[Opening EXCERPT PROVIDED section]
Jack Danger presents a comprehensive seminar at Cal Extreme 2020 documenting his journey building a custom pinball machine from concept to playable prototype. He covers the entire pipeline from layout design in Visual Pinball through CAD work in Illustrator and Fusion 360, CNC routing, programming via Mission Pinball Framework, and wiring with P-ROC boards, emphasizing the collaborative nature of the project and available resources for homebrew builders.

### Key Claims

- [MEDIUM] Mission Pinball Framework created a code reformatting tool specifically to help newbies after Jack Danger spent hours debugging a single extra space in his code — _Jack describes finding one extra space that broke his entire code, then notes 'the fine folks at Mission Pinball created a tool just because I'm an idiot, to help reformat all your code'_
- [HIGH] The entire layout design process took approximately 24 hours, compared to months that professional designers typically spend — _Jack states: 'i think the whole idea for this layout was maybe 24 hours' when contrasting with how 'a designer might spend months coming up with a layout'_
- [HIGH] George Gomez provided a large box of parts to help Jack Danger prototype his machine — _Jack says: 'Later down the line I bothered George Gomez (legendary Stern designer) immensely until he threw a big box of parts at me so I could start piecing something together'_
- [HIGH] Building a homebrew pinball machine is very labor intensive and very expensive — _Jack states: 'if you're trying to build your own pinball machine this is very labor intensive and it's very expensive'_
- [MEDIUM] Having a physical homebrew pinball machine is the best resume for getting hired as a designer at a pinball company — _Jack advises: 'if you're trying to get hired as a designer at a pinball company, the best resume you can have is this... If you could show that you have a physical representation of something that you love... this is the best resume you could possibly have'_

### Notable Quotes

> "The internet would be like, Hey, I really love the bowl from Diner, or I love this orbit shot from Theater of Magic. And we'll just take all these and sort of amalgamate them into fun little new layouts"
> — **Jack Danger**, early in presentation
> _Explains the origin concept of the Dead Flip show that led to building a physical machine_

> "it was like wow it's one of the moments you know you just brought this thing into life it didn't exist before"
> — **Jack Danger**, mid-presentation
> _Emotional moment describing first successful flip test after months of design and build work_

> "The resources are out there and I'm going to help try to also compile those a little bit better... Pinball Makers website... is a great place to start and finish"
> — **Jack Danger**, near end
> _Primary resource recommendation for homebrew builders; indicates commitment to documenting process for others_

> "My hand was held so hard through this entire process"
> — **Jack Danger**, late presentation
> _Acknowledges extensive mentorship and support from Mission Pinball community for non-programmer_

> "I'm a very visual person, I'm an artist by trade, or was before pinball, and I needed that visual representation"
[Closing EXCERPT PROVIDED section]
[Opening RECORDS SUPPLIED section]
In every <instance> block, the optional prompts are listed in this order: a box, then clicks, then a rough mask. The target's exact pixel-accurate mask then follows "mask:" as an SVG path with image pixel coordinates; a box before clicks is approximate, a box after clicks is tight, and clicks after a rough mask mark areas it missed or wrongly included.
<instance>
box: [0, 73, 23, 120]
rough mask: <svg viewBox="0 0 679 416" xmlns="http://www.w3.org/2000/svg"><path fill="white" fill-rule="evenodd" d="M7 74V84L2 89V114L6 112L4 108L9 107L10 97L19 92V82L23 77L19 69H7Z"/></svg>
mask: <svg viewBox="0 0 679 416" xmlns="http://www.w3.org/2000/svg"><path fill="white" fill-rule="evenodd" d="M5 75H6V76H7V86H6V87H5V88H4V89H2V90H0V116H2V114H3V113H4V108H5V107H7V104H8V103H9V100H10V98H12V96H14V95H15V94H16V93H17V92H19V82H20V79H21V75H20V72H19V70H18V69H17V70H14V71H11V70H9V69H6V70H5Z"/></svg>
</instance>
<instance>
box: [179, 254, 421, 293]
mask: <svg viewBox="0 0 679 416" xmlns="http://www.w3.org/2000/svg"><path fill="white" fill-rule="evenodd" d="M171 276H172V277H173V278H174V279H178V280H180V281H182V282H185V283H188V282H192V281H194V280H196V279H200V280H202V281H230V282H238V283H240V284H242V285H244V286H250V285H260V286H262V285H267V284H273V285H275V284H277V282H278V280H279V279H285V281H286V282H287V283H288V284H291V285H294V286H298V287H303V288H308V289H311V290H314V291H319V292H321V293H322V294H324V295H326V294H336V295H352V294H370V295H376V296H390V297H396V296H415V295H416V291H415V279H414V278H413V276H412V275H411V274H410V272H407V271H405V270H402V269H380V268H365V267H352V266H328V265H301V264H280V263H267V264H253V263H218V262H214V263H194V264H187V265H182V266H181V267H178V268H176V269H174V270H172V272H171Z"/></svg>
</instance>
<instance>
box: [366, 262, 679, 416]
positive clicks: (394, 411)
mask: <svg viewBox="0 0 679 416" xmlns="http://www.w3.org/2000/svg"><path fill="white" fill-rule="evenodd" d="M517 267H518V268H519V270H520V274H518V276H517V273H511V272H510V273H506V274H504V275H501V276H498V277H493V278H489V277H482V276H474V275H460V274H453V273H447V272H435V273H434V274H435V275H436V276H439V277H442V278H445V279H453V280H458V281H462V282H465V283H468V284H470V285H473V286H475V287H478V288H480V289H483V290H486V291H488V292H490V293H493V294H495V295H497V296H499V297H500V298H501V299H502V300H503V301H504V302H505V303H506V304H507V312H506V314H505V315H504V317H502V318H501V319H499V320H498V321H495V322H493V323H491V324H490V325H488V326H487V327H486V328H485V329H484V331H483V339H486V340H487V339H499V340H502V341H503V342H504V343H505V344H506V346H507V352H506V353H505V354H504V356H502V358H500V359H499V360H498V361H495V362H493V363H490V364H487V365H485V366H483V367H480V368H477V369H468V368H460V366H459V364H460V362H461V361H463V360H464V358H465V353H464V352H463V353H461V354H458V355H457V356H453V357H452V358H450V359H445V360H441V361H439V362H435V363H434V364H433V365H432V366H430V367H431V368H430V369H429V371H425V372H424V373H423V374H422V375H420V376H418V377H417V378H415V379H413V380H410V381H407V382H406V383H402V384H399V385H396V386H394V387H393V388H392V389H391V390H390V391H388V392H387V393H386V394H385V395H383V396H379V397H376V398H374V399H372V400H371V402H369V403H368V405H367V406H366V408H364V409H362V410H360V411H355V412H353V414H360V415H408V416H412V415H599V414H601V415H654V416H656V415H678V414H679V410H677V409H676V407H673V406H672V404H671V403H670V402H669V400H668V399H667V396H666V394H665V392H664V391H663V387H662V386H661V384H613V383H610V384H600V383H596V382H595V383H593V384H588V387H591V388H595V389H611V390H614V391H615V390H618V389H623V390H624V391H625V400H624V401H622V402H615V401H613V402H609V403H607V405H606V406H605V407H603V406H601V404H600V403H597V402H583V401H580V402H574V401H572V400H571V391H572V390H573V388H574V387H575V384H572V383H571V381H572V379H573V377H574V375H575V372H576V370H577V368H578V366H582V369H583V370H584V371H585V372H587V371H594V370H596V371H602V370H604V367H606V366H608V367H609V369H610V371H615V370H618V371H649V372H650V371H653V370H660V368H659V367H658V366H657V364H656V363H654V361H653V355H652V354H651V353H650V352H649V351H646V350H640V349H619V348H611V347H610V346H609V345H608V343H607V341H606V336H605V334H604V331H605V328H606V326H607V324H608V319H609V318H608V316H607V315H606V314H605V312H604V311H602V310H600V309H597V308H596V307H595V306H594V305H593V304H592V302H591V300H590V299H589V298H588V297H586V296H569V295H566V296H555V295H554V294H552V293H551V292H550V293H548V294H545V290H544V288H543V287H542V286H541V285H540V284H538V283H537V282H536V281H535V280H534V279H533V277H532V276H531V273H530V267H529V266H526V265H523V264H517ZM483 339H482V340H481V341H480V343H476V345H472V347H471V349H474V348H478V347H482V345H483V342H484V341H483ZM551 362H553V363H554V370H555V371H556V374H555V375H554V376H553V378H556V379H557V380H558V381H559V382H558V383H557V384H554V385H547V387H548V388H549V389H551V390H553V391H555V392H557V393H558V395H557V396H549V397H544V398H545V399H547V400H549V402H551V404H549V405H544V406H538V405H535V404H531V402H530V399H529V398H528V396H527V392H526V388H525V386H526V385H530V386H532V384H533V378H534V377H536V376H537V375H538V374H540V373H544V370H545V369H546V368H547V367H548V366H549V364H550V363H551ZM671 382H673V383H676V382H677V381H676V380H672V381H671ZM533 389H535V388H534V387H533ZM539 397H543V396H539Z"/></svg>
[Closing RECORDS SUPPLIED section]
**WORK ORDER 1**
Answer these from the pinball seminar summary:
(a) About how long did the whole layout idea take?
(b) Who gave Jack Danger a big box of parts to start prototyping?
(c) Which website does he call a great place to start and finish?
**WORK ORDER 2**
Return the rows from their first line down through the line containing "box: [0, 73, 23, 120]", both ends included, copied exactly.

**ANSWER 1**
(a) Maybe 24 hours.
(b) George Gomez.
(c) The Pinball Makers website.

**ANSWER 2**
In every <instance> block, the optional prompts are listed in this order: a box, then clicks, then a rough mask. The target's exact pixel-accurate mask then follows "mask:" as an SVG path with image pixel coordinates; a box before clicks is approximate, a box after clicks is tight, and clicks after a rough mask mark areas it missed or wrongly included.
<instance>
box: [0, 73, 23, 120]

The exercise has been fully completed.